Extracted material

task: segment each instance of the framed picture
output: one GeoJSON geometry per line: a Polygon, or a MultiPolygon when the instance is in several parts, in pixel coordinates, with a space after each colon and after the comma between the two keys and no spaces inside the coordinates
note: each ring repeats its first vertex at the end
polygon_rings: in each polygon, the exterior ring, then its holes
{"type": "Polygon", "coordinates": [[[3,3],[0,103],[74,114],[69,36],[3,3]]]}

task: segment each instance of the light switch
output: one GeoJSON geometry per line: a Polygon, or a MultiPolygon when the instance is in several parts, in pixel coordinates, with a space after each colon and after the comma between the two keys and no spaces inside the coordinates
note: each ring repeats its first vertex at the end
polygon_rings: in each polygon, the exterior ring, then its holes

What you will do
Return each line of the records above exactly as it reads.

Exercise output
task: segment each instance of the framed picture
output: one GeoJSON geometry per line: a Polygon, or a MultiPolygon when the instance is in several parts, in pixel coordinates, with a space after each colon and after the comma between the two keys and no spaces inside the coordinates
note: each ring repeats its first vertex at the end
polygon_rings: in each polygon, the exterior ring, then its holes
{"type": "Polygon", "coordinates": [[[3,3],[0,103],[74,114],[69,36],[3,3]]]}

task: segment each instance of the light switch
output: one GeoJSON geometry per line: a Polygon, or a MultiPolygon when the instance is in several parts, in pixel coordinates, with a space after each colon and after the comma between the two keys and no spaces inside the coordinates
note: each ring repeats its first vertex at the end
polygon_rings: in each polygon, the exterior ring, then its holes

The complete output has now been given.